**TEXTO DE ORIGEM**.
>>>>
A impossibilidade de aglomerações (pelo menos oficialmente, já que muitos não têm respeitado as regras e, assim, colocam em risco a saúde todos) criou uma espécie de paradoxo na música pop, uma vez que canções que evocam o contato, a troca em um espaço comum (a pista de dança), ficaram circunscritas às limitações das casas. É o caso de obras como a de Jessie, Dua Lipa, Lady Gaga, Rina Sawayama e Carly Rae Jepsen, só para citar alguns dos trabalhos internacionais mais marcantes lançados no prieiro semestre.
Se Jessie Ware não era estranha ao universo da pista de dança, graças às colaborações anteriormente citadas, é fato que a sua imagem está associada a baladas amorosas no imaginário do grande público, principalmente no Reino Unido, onde reside a maior parte da sua audiência. Há algo de enigmático em suas interpretações e em sua figura, quase como uma figura distante que pode evocar, ao mesmo tempo, a sensação de impenetrabilidade e de empatia, mais próxima de uma Adele do que de uma Roisín Murphy.
<<<<
**DADOS**.
>>>>
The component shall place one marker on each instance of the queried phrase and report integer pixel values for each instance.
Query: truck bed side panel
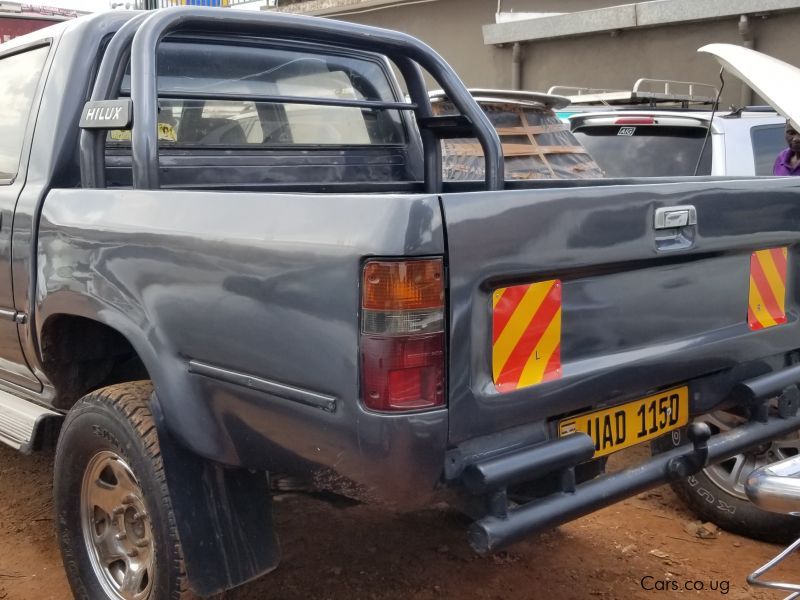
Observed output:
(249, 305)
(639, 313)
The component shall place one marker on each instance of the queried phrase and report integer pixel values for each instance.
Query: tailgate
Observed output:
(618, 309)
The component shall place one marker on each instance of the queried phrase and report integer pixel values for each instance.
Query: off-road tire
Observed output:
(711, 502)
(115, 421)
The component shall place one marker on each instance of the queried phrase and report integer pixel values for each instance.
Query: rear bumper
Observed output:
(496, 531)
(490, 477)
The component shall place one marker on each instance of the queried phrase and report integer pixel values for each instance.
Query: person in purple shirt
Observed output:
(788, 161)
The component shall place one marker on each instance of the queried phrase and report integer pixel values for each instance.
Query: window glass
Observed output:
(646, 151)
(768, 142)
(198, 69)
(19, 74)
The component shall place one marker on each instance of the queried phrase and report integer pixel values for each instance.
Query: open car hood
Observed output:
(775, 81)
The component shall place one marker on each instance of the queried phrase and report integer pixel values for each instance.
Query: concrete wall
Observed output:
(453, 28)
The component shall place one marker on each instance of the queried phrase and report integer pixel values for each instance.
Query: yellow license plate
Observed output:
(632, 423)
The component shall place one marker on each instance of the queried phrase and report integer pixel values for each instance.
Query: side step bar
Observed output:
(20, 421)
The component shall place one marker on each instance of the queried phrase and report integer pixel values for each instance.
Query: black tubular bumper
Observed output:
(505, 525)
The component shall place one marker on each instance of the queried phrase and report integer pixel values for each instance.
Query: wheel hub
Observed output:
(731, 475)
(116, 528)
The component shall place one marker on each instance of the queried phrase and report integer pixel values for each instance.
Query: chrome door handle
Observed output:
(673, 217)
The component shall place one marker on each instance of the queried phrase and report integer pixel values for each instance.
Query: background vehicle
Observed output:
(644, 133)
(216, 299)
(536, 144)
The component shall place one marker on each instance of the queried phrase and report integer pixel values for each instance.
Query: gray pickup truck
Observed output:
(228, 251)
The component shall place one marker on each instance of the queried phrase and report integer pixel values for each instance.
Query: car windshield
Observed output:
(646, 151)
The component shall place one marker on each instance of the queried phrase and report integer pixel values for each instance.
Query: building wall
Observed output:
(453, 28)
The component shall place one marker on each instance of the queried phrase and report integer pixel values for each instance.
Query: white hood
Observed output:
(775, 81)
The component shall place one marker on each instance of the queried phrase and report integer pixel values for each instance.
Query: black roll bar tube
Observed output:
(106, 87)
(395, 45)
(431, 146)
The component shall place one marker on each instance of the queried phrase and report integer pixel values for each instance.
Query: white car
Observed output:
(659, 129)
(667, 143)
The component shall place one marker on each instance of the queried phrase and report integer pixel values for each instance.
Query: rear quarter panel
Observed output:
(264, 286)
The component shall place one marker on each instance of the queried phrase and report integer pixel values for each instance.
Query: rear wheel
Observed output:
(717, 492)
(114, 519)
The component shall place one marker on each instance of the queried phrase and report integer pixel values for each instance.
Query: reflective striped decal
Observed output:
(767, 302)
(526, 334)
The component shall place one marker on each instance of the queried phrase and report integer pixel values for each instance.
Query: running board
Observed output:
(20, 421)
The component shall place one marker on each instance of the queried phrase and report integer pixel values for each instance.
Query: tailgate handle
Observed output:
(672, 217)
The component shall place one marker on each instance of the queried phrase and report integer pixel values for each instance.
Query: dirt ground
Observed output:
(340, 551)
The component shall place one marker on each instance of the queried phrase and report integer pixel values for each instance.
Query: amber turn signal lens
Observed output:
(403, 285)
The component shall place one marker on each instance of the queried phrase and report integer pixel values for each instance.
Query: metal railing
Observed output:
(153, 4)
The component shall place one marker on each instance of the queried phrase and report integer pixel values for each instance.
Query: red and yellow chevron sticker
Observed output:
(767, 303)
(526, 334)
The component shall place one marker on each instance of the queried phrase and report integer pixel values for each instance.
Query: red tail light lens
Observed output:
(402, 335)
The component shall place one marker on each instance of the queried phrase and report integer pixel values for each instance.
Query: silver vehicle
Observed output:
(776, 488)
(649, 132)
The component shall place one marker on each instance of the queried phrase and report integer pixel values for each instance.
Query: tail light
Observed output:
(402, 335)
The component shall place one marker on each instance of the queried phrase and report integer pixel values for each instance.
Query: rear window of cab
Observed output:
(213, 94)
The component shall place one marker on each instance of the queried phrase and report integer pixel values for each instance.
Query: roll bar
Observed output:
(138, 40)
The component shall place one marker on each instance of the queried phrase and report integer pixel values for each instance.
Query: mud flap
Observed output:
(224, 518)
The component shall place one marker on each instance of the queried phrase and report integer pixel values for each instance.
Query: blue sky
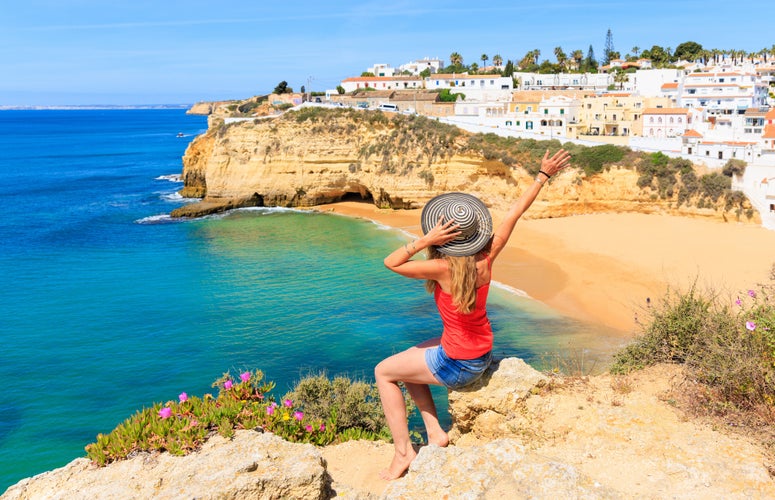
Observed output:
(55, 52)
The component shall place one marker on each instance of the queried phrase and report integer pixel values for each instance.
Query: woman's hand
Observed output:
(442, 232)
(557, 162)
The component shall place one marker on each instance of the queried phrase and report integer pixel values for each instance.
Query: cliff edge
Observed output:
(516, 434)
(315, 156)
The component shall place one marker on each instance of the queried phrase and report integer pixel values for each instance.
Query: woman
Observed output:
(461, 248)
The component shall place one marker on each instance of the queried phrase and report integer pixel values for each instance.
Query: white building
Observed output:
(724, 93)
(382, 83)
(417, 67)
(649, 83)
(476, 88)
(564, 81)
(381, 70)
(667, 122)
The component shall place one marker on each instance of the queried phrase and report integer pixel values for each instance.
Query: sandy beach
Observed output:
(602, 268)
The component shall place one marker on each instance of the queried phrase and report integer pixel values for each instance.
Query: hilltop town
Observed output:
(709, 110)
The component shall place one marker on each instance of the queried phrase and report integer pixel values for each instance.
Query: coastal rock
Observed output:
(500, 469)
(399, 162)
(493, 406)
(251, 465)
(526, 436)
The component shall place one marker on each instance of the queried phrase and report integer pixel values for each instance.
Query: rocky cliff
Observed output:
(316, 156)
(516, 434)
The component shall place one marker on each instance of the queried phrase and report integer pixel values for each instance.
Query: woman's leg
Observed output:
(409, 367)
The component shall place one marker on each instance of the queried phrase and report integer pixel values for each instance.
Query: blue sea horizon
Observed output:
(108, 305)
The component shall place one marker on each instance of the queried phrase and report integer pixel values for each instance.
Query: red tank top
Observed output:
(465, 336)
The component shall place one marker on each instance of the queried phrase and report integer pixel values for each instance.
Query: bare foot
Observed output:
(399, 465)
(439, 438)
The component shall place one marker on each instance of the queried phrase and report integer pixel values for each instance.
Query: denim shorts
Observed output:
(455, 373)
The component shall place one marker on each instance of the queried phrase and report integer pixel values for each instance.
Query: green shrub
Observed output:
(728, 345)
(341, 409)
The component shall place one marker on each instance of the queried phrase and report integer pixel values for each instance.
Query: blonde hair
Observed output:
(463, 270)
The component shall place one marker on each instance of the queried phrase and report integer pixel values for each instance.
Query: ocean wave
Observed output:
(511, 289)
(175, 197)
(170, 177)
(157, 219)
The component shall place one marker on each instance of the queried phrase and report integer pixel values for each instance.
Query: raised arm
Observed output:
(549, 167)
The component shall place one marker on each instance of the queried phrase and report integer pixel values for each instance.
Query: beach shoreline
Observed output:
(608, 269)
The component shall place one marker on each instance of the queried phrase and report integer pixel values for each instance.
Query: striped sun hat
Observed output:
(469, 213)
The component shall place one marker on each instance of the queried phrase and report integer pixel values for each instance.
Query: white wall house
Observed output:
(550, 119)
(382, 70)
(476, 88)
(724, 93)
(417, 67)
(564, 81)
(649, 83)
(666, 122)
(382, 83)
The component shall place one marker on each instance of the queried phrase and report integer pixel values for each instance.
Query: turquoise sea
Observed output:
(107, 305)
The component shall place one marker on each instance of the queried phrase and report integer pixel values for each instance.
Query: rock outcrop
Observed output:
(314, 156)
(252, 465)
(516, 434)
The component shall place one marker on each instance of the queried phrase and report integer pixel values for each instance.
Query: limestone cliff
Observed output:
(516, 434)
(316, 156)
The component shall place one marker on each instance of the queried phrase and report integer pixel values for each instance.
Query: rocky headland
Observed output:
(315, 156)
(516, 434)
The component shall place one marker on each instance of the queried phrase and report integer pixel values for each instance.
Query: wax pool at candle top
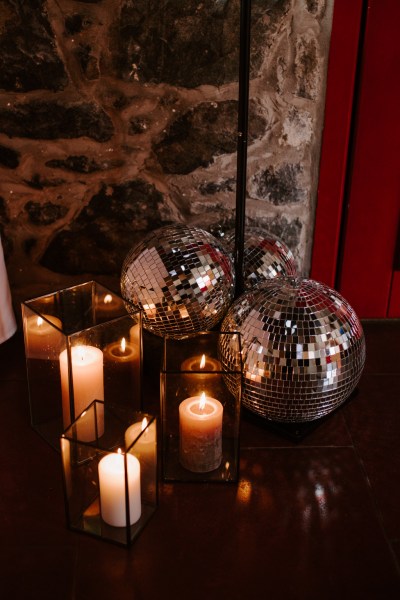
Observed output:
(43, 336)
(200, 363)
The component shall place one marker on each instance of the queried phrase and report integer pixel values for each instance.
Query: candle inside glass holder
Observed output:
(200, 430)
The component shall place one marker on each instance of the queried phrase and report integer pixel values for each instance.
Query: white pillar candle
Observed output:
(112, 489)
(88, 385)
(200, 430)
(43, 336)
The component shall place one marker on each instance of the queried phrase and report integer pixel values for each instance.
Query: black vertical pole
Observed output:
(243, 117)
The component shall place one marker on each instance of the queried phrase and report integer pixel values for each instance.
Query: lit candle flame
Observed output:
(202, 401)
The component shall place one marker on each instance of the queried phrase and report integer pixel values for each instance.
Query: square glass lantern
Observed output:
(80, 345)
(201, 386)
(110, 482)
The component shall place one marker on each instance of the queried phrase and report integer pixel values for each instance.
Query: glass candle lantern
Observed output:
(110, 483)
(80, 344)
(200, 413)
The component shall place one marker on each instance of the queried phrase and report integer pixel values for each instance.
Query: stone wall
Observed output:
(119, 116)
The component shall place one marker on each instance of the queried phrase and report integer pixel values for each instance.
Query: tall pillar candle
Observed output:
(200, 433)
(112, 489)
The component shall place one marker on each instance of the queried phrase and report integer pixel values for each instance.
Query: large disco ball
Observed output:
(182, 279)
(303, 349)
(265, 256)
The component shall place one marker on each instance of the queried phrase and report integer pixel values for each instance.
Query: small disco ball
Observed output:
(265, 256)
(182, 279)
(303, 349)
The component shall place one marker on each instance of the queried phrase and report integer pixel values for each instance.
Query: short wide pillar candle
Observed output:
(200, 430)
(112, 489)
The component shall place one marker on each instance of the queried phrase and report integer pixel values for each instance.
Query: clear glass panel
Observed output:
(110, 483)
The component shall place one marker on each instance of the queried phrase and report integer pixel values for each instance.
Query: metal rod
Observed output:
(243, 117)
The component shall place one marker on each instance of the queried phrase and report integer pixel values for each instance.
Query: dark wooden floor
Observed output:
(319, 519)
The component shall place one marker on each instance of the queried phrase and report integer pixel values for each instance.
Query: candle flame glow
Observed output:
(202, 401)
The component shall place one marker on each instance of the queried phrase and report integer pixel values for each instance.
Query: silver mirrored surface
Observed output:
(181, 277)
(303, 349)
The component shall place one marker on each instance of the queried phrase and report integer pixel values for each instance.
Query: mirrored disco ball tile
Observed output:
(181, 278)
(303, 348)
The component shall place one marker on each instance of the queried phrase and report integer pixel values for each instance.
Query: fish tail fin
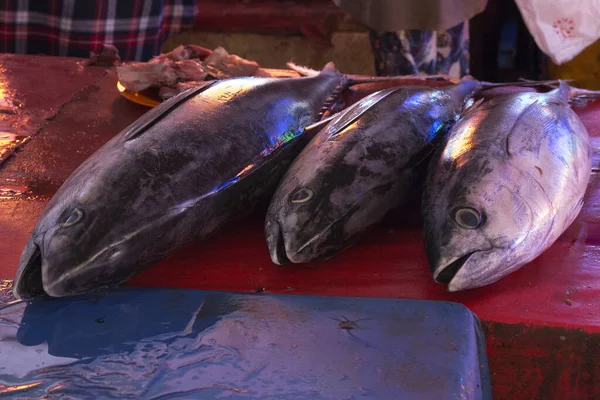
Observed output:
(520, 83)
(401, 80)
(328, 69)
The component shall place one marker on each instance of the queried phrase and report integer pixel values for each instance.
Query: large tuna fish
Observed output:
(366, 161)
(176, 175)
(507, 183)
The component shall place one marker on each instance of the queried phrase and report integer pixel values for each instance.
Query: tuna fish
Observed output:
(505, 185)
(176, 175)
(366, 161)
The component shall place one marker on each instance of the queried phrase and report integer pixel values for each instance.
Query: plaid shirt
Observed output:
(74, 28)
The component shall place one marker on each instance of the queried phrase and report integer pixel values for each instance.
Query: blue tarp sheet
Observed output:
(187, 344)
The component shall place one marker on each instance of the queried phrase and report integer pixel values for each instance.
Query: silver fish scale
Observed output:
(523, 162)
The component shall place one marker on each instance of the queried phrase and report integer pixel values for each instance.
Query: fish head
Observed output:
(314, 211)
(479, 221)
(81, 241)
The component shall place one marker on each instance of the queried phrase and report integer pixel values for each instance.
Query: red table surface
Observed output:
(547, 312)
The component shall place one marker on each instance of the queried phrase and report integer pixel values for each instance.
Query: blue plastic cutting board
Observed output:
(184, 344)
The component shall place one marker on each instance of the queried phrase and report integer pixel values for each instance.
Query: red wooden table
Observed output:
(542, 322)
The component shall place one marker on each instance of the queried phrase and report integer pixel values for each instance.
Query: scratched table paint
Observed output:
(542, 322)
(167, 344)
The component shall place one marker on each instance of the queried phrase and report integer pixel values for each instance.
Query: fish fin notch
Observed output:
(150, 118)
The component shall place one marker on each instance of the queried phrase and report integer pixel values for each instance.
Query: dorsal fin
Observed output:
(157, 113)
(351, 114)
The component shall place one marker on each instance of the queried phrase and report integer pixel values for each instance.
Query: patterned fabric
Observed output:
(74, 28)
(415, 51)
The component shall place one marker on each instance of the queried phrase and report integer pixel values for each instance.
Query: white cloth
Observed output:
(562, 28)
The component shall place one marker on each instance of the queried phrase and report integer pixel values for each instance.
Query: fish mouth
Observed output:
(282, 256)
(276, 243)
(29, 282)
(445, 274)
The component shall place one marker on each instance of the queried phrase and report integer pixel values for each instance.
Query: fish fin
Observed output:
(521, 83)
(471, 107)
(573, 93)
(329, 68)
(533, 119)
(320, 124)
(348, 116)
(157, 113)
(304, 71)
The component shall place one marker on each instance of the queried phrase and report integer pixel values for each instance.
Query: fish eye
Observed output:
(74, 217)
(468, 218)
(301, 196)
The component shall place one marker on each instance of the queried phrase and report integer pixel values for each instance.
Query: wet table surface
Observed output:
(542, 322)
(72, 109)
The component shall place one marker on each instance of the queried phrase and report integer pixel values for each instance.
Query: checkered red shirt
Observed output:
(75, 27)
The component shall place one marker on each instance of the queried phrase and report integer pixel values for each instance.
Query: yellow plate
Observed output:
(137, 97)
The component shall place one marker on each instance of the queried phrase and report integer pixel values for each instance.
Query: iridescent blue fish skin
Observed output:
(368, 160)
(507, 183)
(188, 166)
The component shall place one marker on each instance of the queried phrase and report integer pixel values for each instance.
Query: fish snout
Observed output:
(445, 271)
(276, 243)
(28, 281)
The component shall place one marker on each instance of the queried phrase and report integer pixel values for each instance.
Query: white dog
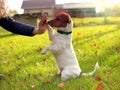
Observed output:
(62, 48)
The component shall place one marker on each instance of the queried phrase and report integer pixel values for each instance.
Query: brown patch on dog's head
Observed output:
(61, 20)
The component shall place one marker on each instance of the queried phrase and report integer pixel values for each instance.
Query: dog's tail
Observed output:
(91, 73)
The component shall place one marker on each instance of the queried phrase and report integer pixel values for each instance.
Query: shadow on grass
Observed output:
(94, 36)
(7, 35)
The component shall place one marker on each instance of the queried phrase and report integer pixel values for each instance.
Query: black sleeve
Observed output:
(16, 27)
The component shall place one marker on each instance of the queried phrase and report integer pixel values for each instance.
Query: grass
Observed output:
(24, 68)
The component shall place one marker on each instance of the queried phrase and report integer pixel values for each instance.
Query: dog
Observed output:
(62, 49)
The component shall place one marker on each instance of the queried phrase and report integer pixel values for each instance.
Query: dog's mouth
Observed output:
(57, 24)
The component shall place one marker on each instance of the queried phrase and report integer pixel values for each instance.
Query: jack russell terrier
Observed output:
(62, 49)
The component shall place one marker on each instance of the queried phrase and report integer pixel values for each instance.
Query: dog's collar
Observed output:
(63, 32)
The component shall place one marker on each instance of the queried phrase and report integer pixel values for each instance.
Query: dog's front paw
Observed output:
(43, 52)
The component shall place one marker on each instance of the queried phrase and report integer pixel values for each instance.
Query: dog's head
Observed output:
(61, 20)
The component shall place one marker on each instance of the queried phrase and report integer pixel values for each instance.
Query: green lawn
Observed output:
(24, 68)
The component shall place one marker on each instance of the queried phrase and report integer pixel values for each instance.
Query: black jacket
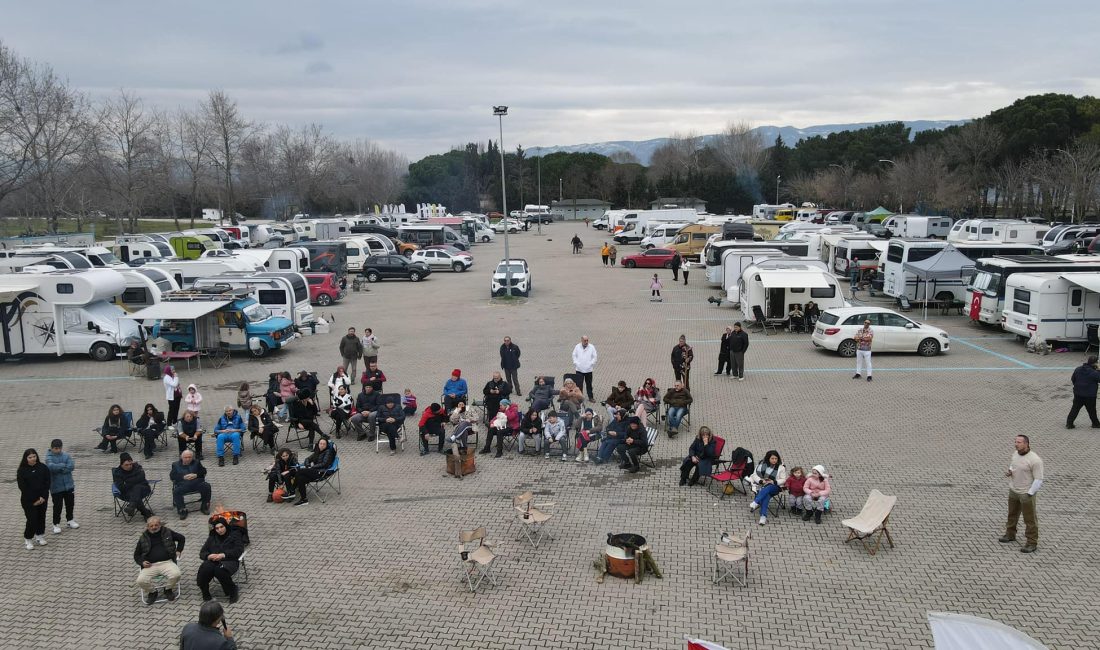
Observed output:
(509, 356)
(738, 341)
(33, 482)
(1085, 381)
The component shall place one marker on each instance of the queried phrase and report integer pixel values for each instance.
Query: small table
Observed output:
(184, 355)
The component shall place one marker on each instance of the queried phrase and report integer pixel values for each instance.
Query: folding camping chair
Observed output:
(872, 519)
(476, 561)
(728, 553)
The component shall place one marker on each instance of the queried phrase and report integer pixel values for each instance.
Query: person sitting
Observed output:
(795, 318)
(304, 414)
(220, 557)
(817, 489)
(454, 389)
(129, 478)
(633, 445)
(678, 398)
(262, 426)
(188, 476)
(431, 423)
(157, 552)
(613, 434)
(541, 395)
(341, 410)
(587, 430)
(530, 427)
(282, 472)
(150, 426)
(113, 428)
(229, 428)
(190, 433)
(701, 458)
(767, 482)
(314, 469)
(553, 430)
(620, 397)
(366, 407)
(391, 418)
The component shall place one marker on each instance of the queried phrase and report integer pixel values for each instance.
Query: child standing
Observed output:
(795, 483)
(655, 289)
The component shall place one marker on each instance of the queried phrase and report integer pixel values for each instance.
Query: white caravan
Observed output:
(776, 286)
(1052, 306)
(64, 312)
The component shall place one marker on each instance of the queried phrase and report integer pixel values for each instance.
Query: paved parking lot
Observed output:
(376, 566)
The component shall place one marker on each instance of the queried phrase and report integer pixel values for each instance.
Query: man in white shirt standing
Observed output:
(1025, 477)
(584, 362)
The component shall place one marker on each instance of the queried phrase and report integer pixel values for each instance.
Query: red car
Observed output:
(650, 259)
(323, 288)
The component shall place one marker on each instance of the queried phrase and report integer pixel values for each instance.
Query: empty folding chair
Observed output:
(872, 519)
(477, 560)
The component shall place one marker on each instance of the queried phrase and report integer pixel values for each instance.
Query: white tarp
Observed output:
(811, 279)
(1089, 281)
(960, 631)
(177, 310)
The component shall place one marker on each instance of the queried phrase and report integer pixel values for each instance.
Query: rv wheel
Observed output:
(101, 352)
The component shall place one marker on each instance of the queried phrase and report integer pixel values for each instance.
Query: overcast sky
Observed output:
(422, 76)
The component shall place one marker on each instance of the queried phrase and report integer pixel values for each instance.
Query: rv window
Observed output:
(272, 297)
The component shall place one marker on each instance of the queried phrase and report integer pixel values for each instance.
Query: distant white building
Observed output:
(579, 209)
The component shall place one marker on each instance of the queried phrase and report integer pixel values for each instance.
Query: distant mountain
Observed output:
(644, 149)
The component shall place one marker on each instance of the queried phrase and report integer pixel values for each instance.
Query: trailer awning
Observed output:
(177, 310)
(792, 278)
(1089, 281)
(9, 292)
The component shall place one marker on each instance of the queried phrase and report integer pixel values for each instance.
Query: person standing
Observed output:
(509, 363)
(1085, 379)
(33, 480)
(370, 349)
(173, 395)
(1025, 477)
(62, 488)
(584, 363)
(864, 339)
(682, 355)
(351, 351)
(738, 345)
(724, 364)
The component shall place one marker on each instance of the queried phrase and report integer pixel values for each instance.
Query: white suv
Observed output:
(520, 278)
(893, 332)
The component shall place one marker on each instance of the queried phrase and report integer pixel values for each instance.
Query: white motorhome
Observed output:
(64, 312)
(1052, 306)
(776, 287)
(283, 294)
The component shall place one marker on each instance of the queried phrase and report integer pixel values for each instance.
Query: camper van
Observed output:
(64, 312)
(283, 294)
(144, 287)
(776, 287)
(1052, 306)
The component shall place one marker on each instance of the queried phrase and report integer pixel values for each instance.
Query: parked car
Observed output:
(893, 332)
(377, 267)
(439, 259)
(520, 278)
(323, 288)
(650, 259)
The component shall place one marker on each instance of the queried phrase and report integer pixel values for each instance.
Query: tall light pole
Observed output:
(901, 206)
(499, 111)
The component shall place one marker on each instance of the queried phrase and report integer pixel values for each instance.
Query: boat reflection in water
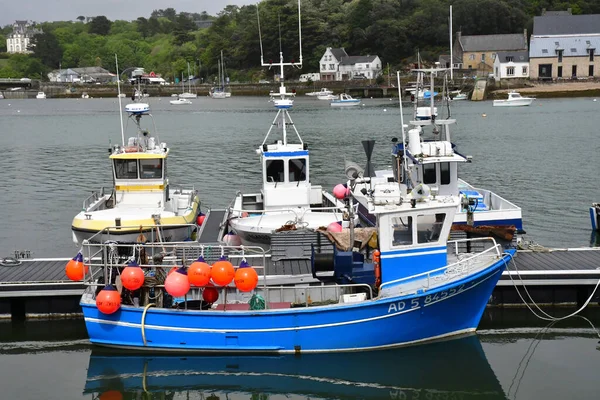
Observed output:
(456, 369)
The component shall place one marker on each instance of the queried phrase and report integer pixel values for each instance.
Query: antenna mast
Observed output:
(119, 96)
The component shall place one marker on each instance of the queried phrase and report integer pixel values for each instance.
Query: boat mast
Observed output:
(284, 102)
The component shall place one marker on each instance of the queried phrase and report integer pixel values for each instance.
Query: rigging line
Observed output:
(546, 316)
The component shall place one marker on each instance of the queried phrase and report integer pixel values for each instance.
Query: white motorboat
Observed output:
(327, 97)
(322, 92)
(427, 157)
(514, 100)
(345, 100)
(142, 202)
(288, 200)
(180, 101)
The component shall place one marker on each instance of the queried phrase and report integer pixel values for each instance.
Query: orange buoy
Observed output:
<<<<
**SUAS TAREFAS**.
A. Com base no trecho sobre música pop e Jessie Ware, responda:
(i) Quais artistas são citados como exemplos de obras afetadas pelo paradoxo descrito?
(ii) Em que país reside a maior parte da audiência de Jessie Ware?
(iii) De qual cantora a figura de Jessie Ware estaria mais próxima, segundo o trecho?
B. Traduza para o inglês esta frase do trecho sobre música pop e Jessie Ware: "Há algo de enigmático em suas interpretações e em sua figura, quase como uma figura distante que pode evocar, ao mesmo tempo, a sensação de impenetrabilidade e de empatia, mais próxima de uma Adele do que de uma Roisín Murphy."
C. Escreva a continuação do trecho sobre música pop e Jessie Ware a partir da última frase apresentada.

**RESPOSTAS POR ITEM**.
A.
(i) Jessie, Dua Lipa, Lady Gaga, Rina Sawayama e Carly Rae Jepsen.
(ii) No Reino Unido.
(iii) De Adele, mais do que de Roisín Murphy.

B. There is something enigmatic about her performances and her persona, almost like a distant figure who can evoke, at the same time, a sense of impenetrability and of empathy, closer to an Adele than to a Roisín Murphy.

C.
What's Your Pleasure? expande essa percepção e abre outras possibilidades para a artista, que aparece aqui mais solta e disposta a arriscar. A faixa-título, por exemplo, exala luxúria, um desejo em ebulição pronto para se concretizar. É uma atmosfera que dá tom ao álbum e se manifesta de maneira igualmente direta em canções como Ooh La La, que homenageia o pós-disco dos anos 1980, com sintetizadores e instrumentos gravados ao vivo, evocando trabalhos de Prince e produções de Nile Rodgers.
Este direcionamento esteve no âmago da criação do disco, segundo a cantora, que afirmou ter feito um disco que despertasse nas pessoas o apetite sexual. Nesse sentido, é interessante observar como a inglesa conseguiu adaptar essa carnalidade para o contexto atual. Exemplo disso é a transformação visual do projeto: no clipe de Spotlight, ela é vista em uma festa, confraternizando e sensualizando com várias pessoas. Agora, os vídeos de faixas como Step Into My Life, Save a Kiss e Soul Control apresentam, cada, apenas um dançarino performando isolado, em uma solução criativa e que dialoga diretamente com o espírito de seu tempo.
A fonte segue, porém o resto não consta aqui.